**Records for the task**
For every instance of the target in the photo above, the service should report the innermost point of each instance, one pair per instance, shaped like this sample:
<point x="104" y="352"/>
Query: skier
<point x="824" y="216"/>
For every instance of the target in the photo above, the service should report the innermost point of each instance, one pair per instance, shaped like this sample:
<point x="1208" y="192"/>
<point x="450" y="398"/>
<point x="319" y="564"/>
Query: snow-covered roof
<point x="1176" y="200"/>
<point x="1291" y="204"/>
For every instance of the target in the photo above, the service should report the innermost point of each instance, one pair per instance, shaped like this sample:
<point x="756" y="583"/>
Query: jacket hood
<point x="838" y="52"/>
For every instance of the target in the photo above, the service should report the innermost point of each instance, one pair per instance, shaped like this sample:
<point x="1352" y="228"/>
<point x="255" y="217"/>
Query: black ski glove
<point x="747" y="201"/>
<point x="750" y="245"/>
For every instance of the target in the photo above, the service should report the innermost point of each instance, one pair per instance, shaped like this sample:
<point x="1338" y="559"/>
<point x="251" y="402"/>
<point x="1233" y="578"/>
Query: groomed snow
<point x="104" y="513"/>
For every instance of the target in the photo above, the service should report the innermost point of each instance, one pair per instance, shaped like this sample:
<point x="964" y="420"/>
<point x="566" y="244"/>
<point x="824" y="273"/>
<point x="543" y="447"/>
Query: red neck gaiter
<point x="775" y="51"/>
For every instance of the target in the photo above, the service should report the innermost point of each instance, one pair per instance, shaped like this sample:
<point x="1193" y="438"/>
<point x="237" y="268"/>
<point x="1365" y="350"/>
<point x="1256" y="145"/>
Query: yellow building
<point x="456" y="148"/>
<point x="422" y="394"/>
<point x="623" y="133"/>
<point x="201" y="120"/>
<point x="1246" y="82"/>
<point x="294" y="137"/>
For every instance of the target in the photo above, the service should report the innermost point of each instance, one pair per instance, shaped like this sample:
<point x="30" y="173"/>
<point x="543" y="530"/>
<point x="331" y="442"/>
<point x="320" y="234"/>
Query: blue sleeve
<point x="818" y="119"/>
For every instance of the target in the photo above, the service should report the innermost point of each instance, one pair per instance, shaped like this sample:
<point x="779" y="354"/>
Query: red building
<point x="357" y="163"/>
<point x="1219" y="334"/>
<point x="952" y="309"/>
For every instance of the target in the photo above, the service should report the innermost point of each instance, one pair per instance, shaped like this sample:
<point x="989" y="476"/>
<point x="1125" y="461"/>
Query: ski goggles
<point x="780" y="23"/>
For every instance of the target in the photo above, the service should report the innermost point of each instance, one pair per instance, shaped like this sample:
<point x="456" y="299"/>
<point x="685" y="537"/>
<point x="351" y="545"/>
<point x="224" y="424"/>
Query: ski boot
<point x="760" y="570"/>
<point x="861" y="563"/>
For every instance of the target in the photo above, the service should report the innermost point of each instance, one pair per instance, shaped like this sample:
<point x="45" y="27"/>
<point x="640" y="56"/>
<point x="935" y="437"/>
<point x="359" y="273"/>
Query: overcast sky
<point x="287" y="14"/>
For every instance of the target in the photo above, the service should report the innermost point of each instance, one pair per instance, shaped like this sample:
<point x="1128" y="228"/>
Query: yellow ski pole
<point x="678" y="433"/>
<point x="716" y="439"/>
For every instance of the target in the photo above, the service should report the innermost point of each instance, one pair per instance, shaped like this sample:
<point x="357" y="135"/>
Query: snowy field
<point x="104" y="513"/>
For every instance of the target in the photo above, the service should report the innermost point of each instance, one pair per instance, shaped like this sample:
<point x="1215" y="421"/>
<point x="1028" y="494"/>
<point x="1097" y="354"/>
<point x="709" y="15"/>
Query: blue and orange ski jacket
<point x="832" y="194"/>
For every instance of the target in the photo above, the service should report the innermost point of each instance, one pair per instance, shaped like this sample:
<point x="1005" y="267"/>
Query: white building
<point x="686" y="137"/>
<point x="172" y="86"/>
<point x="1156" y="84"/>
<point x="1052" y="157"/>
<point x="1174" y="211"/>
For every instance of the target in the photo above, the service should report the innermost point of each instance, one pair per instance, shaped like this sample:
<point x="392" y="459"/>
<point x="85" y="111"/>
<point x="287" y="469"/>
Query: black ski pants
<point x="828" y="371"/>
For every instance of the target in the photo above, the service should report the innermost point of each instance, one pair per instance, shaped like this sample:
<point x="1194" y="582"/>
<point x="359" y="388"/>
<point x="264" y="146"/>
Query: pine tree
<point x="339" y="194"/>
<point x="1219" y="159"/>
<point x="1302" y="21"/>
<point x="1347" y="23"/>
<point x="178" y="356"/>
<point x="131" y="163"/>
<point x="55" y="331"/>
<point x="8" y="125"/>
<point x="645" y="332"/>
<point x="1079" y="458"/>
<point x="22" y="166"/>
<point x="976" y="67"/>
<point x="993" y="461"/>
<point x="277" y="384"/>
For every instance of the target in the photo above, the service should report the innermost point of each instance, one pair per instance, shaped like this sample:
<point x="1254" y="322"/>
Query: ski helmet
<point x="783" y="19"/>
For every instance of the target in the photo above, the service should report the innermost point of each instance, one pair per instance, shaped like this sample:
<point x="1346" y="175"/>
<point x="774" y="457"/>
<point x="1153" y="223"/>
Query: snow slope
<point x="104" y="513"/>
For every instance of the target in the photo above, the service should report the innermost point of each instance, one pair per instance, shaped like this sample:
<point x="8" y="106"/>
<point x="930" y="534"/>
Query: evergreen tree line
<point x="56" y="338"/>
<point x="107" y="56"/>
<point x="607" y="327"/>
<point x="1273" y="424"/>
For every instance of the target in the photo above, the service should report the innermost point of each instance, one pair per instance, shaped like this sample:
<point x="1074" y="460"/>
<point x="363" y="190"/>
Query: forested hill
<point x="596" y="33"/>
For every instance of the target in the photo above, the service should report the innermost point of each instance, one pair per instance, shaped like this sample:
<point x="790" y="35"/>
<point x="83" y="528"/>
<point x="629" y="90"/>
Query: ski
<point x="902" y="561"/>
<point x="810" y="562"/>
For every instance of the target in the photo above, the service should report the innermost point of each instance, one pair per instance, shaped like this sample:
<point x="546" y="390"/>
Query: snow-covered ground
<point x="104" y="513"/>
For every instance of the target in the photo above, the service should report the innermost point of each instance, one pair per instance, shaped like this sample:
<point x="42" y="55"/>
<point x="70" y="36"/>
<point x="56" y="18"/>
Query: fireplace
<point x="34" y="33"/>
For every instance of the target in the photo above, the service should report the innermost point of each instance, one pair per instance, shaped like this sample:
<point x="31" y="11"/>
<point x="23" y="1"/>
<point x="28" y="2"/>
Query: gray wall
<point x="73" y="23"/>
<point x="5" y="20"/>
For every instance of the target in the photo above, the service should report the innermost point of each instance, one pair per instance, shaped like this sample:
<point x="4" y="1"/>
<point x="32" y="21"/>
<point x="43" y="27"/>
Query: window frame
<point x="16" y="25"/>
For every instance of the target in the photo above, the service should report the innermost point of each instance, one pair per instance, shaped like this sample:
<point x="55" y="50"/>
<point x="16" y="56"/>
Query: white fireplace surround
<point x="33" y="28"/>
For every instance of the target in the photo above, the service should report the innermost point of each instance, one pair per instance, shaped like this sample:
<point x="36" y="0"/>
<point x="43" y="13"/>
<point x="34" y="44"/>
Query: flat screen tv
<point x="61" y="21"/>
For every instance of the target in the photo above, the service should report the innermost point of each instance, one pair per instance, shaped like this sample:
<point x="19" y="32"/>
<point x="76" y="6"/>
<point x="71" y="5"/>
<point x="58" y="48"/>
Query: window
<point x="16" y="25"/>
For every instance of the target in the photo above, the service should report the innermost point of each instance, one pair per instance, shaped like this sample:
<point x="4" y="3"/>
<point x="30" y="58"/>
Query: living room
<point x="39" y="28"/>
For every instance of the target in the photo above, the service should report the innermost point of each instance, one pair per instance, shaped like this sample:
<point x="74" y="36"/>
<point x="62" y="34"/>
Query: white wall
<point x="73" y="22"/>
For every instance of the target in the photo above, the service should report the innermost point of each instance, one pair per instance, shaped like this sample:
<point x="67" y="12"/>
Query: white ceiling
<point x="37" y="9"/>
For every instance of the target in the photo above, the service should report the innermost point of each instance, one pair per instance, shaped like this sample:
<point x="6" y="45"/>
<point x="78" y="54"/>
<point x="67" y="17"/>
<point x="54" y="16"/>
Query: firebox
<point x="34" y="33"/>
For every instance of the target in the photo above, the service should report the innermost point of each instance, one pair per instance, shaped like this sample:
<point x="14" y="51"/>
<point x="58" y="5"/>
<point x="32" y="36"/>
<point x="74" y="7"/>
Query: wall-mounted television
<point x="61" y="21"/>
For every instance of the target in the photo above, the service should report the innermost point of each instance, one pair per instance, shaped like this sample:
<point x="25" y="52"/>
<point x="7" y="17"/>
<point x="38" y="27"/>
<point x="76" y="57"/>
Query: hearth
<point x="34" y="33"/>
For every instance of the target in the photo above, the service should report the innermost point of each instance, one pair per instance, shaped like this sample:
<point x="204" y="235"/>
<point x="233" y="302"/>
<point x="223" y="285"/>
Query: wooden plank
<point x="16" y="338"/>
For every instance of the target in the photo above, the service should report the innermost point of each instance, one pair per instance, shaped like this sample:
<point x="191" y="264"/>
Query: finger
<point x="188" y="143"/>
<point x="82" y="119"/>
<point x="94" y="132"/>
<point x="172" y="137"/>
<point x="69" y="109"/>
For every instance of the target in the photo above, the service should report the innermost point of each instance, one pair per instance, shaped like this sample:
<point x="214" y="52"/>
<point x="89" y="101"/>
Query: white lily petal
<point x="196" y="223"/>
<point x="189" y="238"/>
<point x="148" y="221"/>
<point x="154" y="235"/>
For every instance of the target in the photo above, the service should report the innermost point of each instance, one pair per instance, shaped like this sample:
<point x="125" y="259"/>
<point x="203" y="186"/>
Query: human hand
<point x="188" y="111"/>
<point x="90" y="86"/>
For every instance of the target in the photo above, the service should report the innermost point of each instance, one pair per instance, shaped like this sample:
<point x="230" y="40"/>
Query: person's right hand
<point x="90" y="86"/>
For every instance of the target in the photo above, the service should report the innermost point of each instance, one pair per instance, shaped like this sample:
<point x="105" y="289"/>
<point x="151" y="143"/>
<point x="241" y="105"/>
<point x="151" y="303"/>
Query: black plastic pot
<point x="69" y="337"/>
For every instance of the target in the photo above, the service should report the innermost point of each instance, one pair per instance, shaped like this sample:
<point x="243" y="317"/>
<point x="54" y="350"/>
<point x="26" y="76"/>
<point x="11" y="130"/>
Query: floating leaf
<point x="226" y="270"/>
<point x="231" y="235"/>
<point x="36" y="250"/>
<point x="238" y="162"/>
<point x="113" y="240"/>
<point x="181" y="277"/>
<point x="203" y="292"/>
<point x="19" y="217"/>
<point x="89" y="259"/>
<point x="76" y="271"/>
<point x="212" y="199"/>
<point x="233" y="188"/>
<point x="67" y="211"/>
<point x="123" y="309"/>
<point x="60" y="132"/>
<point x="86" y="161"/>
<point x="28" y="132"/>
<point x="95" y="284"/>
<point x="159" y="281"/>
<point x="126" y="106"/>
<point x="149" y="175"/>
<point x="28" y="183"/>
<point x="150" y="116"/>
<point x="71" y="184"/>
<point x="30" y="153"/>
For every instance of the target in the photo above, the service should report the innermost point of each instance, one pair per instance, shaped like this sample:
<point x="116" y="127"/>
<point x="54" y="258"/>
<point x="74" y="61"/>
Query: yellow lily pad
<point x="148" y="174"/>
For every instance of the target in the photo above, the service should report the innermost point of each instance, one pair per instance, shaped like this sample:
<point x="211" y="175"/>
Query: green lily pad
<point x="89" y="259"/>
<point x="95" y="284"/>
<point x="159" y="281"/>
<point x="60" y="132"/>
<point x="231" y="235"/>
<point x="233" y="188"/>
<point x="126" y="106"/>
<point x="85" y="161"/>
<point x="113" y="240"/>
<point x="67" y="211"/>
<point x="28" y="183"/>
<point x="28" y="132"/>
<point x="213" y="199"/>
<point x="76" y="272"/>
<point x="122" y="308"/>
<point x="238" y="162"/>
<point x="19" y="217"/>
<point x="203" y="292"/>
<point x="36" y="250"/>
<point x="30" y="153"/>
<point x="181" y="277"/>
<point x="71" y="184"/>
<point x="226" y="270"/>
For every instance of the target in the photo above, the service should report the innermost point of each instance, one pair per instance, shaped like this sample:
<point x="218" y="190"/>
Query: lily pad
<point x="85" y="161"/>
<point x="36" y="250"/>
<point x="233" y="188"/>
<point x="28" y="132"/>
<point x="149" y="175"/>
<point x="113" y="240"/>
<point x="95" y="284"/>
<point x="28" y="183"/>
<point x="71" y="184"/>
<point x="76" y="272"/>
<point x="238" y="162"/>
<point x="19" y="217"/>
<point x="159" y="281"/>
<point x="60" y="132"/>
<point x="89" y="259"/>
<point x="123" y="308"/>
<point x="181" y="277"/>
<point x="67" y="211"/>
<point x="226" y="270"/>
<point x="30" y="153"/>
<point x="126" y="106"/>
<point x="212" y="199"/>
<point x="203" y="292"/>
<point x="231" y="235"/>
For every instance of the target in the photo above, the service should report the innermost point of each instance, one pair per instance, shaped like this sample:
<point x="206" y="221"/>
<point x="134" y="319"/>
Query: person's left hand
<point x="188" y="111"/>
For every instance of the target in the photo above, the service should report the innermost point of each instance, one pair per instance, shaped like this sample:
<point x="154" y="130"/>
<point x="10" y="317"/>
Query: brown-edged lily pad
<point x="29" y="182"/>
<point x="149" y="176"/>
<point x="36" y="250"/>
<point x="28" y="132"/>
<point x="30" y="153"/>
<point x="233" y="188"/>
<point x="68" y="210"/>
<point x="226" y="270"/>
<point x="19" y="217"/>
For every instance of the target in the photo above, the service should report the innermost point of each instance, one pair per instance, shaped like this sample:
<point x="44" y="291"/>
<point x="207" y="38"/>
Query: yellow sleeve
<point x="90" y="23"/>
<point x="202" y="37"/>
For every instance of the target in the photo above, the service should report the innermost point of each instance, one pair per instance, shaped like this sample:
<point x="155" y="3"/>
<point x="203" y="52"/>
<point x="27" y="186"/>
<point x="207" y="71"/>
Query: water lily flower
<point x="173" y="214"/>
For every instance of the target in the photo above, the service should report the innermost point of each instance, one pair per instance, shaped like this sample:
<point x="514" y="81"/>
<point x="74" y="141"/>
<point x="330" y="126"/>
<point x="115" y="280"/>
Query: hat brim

**Exercise aim**
Locate every line in the records above that contains the word "fireplace", matching case exactly, and copy each of those lines.

**Output for this exercise**
Query: fireplace
Query: white fireplace surround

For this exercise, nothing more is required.